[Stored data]

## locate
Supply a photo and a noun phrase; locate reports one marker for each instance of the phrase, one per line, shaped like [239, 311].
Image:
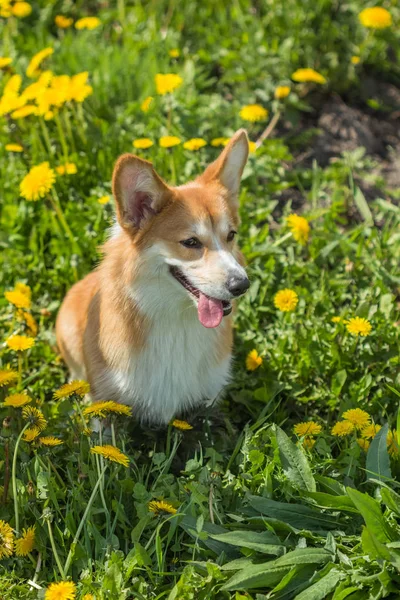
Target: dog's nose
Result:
[237, 285]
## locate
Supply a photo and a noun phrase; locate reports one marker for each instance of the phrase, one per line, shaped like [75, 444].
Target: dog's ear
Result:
[138, 191]
[228, 167]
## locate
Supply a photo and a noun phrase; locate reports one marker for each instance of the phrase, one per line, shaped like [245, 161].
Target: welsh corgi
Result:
[151, 326]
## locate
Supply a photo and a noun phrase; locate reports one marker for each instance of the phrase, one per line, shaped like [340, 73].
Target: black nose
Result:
[237, 285]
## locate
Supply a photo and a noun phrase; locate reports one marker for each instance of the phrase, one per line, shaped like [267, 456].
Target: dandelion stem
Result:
[14, 479]
[81, 524]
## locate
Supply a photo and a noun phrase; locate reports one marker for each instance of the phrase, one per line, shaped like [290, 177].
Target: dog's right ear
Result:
[138, 191]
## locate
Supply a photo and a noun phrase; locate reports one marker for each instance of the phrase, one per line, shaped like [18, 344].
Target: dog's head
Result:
[187, 233]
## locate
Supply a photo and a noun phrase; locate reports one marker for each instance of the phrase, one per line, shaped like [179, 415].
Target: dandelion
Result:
[308, 76]
[286, 300]
[20, 343]
[21, 10]
[145, 105]
[309, 428]
[17, 298]
[6, 540]
[89, 23]
[17, 400]
[342, 428]
[14, 148]
[359, 326]
[160, 506]
[35, 62]
[63, 22]
[167, 83]
[142, 143]
[375, 17]
[194, 144]
[299, 227]
[281, 92]
[359, 418]
[102, 409]
[63, 590]
[253, 360]
[253, 113]
[25, 544]
[182, 425]
[78, 387]
[38, 182]
[370, 431]
[67, 169]
[168, 141]
[111, 453]
[7, 376]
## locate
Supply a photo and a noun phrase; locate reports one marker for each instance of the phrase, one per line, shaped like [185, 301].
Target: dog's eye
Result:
[192, 243]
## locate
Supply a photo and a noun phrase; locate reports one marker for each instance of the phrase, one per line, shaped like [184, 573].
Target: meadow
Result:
[288, 489]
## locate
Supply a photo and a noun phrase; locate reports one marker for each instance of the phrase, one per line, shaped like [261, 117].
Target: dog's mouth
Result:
[209, 310]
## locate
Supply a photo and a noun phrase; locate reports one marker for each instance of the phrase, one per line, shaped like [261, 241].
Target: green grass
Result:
[258, 514]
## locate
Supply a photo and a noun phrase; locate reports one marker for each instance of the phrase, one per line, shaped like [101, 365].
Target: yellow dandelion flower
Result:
[87, 23]
[308, 76]
[142, 143]
[299, 227]
[50, 440]
[160, 506]
[342, 428]
[20, 343]
[145, 105]
[5, 61]
[182, 425]
[363, 443]
[375, 17]
[216, 142]
[63, 22]
[67, 169]
[111, 453]
[7, 376]
[38, 182]
[78, 387]
[35, 62]
[17, 298]
[359, 418]
[194, 144]
[359, 326]
[26, 543]
[391, 440]
[369, 431]
[31, 434]
[17, 400]
[63, 590]
[167, 83]
[21, 10]
[103, 408]
[253, 360]
[14, 148]
[308, 428]
[168, 141]
[253, 113]
[6, 540]
[286, 300]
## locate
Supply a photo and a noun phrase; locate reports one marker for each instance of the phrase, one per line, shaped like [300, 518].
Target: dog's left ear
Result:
[228, 167]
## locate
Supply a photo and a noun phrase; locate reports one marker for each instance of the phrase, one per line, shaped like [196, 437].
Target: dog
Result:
[151, 326]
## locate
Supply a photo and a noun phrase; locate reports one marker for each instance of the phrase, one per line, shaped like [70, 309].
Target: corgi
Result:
[151, 326]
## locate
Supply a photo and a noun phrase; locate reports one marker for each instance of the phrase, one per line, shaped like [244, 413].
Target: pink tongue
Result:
[210, 311]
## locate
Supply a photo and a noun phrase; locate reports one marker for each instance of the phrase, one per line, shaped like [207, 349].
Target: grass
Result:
[252, 509]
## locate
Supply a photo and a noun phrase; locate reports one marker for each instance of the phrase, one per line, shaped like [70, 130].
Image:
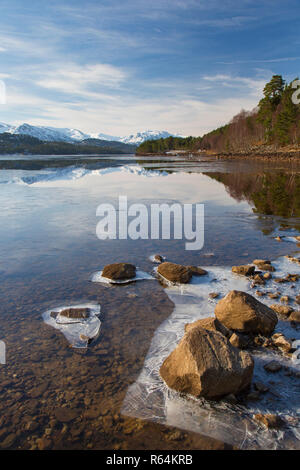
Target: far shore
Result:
[260, 153]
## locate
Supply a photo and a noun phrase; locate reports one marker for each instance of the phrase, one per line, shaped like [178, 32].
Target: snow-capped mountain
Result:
[141, 137]
[53, 134]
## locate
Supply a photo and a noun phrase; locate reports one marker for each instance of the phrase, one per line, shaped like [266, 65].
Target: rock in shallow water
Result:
[205, 364]
[175, 272]
[119, 271]
[211, 324]
[245, 270]
[241, 312]
[269, 420]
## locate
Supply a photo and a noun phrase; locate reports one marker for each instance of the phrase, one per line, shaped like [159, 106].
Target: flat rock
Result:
[205, 364]
[197, 271]
[65, 415]
[273, 366]
[295, 316]
[245, 270]
[119, 271]
[283, 310]
[269, 420]
[210, 323]
[239, 341]
[281, 342]
[241, 312]
[76, 313]
[175, 272]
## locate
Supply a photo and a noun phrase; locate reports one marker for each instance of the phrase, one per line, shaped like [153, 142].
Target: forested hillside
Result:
[275, 121]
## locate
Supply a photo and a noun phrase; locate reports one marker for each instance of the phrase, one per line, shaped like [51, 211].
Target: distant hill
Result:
[274, 122]
[25, 144]
[55, 134]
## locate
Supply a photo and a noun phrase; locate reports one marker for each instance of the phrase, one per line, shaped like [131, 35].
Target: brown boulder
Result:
[241, 312]
[239, 341]
[269, 420]
[282, 343]
[76, 313]
[283, 310]
[119, 271]
[205, 364]
[197, 271]
[211, 324]
[295, 316]
[175, 272]
[245, 270]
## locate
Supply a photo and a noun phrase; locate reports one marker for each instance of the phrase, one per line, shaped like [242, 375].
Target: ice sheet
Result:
[76, 330]
[149, 398]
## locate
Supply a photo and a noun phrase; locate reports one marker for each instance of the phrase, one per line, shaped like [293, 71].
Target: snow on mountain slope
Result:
[53, 134]
[140, 137]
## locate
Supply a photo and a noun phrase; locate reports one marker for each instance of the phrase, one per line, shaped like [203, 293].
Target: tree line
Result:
[275, 121]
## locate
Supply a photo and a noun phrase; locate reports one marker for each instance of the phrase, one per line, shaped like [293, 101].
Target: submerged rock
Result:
[260, 387]
[283, 310]
[267, 276]
[239, 341]
[75, 313]
[245, 270]
[197, 271]
[269, 420]
[119, 271]
[205, 364]
[264, 265]
[273, 295]
[213, 295]
[241, 312]
[210, 323]
[281, 342]
[273, 366]
[295, 316]
[175, 272]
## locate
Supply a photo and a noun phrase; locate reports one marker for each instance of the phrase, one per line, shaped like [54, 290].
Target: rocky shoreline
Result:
[265, 153]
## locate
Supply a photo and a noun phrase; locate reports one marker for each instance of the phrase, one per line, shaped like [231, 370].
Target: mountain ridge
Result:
[71, 135]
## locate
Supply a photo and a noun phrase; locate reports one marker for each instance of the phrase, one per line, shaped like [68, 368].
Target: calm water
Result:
[53, 396]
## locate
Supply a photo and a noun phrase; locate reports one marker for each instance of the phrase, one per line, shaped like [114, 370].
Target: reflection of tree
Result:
[270, 193]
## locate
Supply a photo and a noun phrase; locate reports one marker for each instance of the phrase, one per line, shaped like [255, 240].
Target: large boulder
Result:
[205, 364]
[241, 312]
[175, 272]
[119, 271]
[210, 323]
[284, 310]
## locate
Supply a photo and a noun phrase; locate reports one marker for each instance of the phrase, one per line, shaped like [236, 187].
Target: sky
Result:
[123, 66]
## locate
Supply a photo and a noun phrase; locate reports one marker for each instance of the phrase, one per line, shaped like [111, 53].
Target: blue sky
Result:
[118, 67]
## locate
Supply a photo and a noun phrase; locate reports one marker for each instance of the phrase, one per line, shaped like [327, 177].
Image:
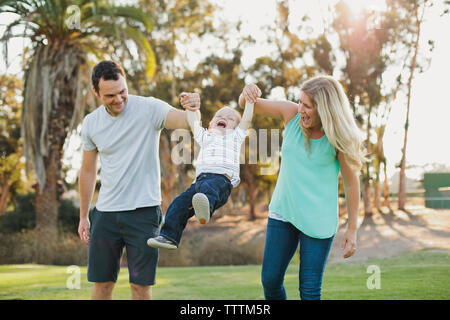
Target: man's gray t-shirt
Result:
[128, 147]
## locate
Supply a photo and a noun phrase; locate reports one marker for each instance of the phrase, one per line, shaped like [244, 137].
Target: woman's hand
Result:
[190, 101]
[84, 230]
[349, 243]
[251, 93]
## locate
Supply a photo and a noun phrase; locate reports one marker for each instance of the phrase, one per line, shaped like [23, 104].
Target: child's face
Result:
[224, 119]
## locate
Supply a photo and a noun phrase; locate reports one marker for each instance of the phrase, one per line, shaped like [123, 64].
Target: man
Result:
[124, 132]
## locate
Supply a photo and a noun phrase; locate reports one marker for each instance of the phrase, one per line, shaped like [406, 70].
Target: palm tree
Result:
[63, 33]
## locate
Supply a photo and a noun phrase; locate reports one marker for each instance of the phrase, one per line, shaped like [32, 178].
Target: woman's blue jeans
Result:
[282, 240]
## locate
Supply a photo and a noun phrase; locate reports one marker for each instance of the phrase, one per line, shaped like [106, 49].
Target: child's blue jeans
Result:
[282, 240]
[216, 187]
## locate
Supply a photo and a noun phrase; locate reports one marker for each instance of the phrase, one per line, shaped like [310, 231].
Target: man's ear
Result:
[95, 93]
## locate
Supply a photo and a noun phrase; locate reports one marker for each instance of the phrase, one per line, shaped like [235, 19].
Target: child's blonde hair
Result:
[337, 118]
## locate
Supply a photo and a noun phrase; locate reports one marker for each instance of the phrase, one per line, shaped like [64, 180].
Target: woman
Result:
[320, 138]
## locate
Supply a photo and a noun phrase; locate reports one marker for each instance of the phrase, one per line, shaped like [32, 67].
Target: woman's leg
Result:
[281, 244]
[313, 258]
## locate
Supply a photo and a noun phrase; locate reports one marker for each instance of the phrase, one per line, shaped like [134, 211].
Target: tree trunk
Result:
[47, 199]
[386, 202]
[402, 180]
[4, 188]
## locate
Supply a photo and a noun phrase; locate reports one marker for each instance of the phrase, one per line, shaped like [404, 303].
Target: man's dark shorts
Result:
[111, 232]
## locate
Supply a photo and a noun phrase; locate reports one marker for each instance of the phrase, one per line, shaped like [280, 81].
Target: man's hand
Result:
[349, 243]
[83, 230]
[251, 93]
[190, 101]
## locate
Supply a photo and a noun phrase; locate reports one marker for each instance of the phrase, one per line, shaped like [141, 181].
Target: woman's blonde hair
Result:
[337, 118]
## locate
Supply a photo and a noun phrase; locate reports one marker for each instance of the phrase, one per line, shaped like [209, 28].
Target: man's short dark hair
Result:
[106, 70]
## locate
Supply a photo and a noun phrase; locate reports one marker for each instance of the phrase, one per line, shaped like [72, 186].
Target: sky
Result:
[430, 107]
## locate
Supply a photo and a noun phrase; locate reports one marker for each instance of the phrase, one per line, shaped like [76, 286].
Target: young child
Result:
[217, 170]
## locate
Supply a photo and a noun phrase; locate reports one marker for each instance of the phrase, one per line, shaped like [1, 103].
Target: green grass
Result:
[422, 274]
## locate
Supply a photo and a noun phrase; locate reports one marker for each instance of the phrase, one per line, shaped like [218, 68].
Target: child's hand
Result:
[190, 101]
[251, 93]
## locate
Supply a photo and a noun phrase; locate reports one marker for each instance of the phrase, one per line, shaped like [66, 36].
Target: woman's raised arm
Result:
[285, 110]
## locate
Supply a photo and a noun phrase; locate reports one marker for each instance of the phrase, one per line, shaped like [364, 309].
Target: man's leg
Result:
[140, 292]
[103, 290]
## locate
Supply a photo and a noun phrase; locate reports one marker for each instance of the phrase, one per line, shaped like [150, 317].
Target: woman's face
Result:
[309, 117]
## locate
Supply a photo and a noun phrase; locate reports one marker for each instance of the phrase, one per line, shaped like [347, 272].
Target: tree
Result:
[10, 146]
[415, 11]
[57, 89]
[363, 47]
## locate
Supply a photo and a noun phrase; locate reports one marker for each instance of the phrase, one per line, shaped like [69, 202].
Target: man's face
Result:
[113, 94]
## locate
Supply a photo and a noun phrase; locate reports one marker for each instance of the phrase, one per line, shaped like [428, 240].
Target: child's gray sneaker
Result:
[161, 242]
[200, 203]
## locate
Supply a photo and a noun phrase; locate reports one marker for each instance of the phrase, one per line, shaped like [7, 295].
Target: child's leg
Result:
[217, 188]
[177, 215]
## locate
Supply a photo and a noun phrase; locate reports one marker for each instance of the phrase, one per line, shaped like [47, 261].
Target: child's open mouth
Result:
[222, 124]
[305, 119]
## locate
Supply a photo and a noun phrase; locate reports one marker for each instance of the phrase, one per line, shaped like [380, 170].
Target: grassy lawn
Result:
[422, 274]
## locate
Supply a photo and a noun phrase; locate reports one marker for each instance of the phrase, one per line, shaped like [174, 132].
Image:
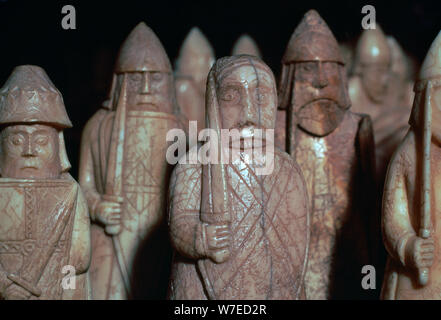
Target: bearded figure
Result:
[44, 221]
[195, 60]
[334, 149]
[372, 89]
[239, 233]
[412, 202]
[124, 173]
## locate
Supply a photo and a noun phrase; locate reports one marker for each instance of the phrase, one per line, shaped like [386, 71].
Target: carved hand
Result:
[108, 213]
[15, 292]
[419, 252]
[218, 242]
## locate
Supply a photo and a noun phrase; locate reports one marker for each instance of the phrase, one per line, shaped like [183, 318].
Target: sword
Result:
[35, 264]
[424, 232]
[113, 187]
[214, 197]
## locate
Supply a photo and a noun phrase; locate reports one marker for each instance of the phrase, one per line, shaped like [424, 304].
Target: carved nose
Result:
[321, 81]
[146, 84]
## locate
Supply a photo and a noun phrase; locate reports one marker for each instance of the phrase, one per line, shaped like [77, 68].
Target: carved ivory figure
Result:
[238, 234]
[44, 221]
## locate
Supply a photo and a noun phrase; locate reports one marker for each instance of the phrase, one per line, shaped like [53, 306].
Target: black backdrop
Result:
[80, 61]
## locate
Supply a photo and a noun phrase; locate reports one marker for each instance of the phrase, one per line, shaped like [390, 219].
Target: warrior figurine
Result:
[124, 173]
[195, 60]
[411, 205]
[246, 45]
[400, 89]
[334, 149]
[370, 91]
[44, 222]
[239, 233]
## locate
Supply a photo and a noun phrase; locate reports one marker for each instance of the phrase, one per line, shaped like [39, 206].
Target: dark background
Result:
[80, 61]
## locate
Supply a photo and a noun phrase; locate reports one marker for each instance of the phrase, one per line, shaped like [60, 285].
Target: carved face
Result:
[29, 151]
[150, 91]
[247, 98]
[375, 78]
[318, 97]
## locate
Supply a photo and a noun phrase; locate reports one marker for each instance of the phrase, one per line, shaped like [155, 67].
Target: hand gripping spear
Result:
[424, 232]
[113, 187]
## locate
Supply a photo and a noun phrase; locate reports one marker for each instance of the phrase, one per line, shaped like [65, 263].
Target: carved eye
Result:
[17, 140]
[157, 76]
[42, 140]
[230, 95]
[259, 95]
[135, 77]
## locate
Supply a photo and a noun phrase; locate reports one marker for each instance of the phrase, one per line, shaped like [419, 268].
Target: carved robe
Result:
[269, 227]
[337, 170]
[401, 220]
[145, 181]
[37, 216]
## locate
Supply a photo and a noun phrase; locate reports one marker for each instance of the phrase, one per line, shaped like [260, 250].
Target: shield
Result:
[27, 213]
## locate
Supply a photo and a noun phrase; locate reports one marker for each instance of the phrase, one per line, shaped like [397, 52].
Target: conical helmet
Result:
[430, 72]
[431, 67]
[196, 55]
[29, 96]
[246, 45]
[372, 47]
[312, 40]
[142, 51]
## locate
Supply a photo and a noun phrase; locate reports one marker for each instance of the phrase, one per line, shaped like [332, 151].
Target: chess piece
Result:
[368, 87]
[124, 173]
[195, 60]
[371, 90]
[411, 203]
[334, 149]
[246, 45]
[44, 221]
[238, 234]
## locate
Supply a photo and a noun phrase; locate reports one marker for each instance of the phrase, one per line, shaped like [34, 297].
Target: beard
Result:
[320, 117]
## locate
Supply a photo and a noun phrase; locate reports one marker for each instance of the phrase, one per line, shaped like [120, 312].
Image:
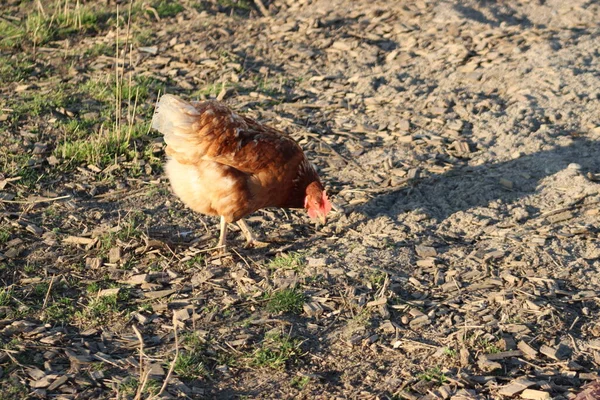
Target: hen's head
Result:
[316, 202]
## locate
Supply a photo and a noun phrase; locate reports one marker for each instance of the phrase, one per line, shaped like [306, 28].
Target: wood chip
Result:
[515, 387]
[535, 395]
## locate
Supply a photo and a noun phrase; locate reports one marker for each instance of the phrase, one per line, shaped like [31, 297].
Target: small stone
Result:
[425, 251]
[114, 255]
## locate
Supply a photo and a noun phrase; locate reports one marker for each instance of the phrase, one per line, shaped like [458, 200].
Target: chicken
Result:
[225, 164]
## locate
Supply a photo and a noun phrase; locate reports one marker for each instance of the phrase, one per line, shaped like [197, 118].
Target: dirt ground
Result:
[460, 140]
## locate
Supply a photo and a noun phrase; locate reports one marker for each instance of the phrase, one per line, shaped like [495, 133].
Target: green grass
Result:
[4, 236]
[276, 352]
[167, 8]
[433, 375]
[56, 23]
[101, 309]
[15, 68]
[11, 34]
[191, 363]
[190, 366]
[5, 296]
[101, 49]
[450, 352]
[286, 300]
[376, 279]
[197, 260]
[300, 382]
[60, 311]
[129, 387]
[211, 90]
[242, 5]
[293, 261]
[488, 347]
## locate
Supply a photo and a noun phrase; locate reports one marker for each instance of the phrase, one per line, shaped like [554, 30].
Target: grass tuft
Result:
[287, 300]
[276, 352]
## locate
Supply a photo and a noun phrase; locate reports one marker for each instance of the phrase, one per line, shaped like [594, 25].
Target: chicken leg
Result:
[250, 237]
[223, 235]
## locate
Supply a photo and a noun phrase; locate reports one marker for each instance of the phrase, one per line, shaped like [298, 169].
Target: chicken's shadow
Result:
[467, 187]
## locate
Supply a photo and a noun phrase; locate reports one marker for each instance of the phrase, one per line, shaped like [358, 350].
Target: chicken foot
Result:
[250, 237]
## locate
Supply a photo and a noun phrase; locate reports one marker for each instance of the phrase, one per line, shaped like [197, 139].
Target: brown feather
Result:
[225, 164]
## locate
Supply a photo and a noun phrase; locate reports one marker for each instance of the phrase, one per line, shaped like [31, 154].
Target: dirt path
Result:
[460, 140]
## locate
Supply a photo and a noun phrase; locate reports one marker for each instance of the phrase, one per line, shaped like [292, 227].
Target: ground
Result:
[459, 140]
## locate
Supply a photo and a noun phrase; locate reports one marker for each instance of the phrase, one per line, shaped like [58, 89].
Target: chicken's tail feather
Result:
[177, 120]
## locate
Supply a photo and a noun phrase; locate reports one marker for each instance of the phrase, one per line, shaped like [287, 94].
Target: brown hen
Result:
[222, 163]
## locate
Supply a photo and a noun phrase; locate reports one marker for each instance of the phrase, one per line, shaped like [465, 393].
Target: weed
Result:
[100, 49]
[59, 311]
[167, 8]
[293, 261]
[376, 279]
[190, 365]
[488, 346]
[276, 352]
[4, 236]
[92, 288]
[14, 69]
[286, 300]
[29, 268]
[211, 90]
[450, 352]
[41, 289]
[11, 34]
[300, 382]
[242, 5]
[5, 296]
[129, 387]
[433, 375]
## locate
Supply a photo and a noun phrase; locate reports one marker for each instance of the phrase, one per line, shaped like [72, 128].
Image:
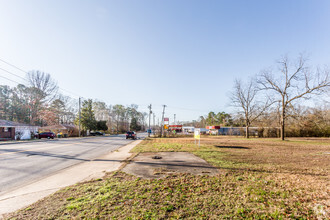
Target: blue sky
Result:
[183, 53]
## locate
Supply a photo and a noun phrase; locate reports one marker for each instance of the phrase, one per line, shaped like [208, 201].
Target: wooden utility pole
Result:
[162, 123]
[154, 123]
[79, 115]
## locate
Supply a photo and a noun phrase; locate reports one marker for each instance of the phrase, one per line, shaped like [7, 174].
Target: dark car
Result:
[96, 133]
[49, 135]
[131, 134]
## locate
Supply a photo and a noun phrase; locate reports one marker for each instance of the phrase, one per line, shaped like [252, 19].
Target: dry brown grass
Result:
[260, 179]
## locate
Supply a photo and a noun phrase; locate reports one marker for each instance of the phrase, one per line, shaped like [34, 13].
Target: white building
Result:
[21, 131]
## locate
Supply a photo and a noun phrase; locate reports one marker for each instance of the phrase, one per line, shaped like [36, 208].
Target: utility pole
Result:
[162, 123]
[79, 116]
[154, 123]
[149, 119]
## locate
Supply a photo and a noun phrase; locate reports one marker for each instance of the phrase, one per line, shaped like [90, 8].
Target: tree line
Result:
[273, 98]
[39, 102]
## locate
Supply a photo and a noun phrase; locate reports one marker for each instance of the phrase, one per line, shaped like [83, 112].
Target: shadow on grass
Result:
[232, 147]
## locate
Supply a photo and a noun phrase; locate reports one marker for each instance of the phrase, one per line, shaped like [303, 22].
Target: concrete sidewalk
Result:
[24, 196]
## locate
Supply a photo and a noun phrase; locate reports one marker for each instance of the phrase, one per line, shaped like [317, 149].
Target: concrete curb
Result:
[49, 140]
[97, 168]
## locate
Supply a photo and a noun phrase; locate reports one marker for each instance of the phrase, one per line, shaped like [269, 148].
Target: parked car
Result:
[96, 133]
[49, 135]
[131, 134]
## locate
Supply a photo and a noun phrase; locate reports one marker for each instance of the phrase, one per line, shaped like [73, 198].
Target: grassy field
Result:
[259, 179]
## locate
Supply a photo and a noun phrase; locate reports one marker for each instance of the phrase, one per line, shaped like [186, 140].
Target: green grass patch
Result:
[229, 196]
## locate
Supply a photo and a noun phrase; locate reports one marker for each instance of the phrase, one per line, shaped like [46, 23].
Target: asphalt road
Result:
[23, 163]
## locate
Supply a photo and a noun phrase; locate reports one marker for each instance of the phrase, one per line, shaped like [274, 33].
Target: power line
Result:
[12, 73]
[28, 73]
[10, 79]
[13, 65]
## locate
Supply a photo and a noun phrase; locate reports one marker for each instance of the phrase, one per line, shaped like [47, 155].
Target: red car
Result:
[49, 135]
[131, 134]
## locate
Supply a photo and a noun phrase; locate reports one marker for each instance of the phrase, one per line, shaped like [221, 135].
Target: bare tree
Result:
[44, 83]
[244, 97]
[292, 82]
[43, 89]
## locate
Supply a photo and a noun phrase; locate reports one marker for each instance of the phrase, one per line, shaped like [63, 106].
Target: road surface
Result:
[23, 163]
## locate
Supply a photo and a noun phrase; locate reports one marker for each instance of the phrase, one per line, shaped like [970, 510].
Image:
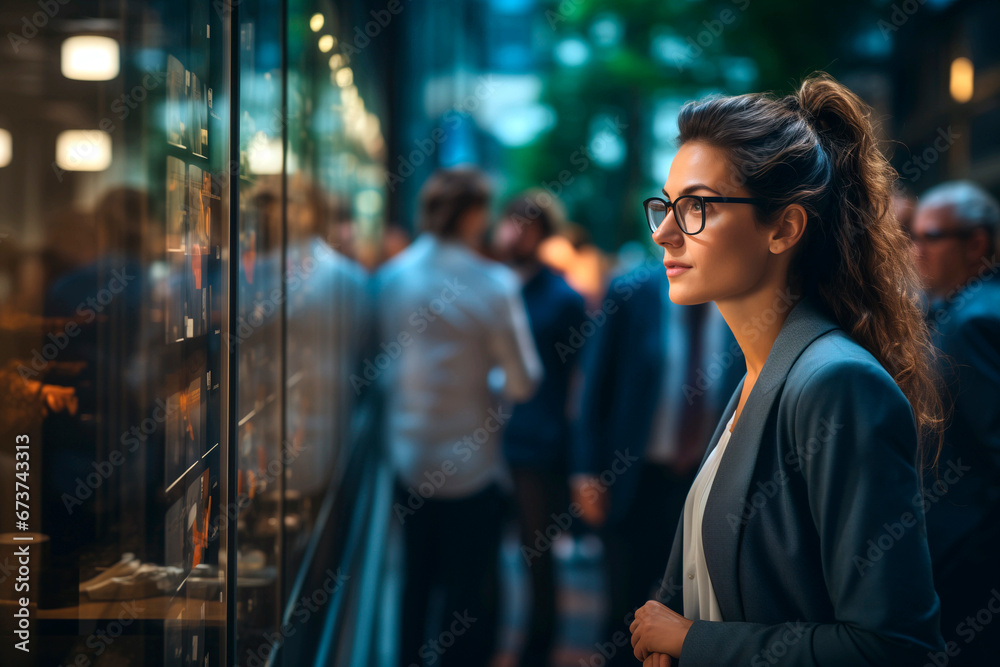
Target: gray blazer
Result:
[814, 530]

◆ What is asked ◆
List every line of the records that contains the string "gray", and copy each of those lines in full.

◆ Task response ◆
Target: man's gray t-shirt
Target: child's gray sneaker
Target: gray blazer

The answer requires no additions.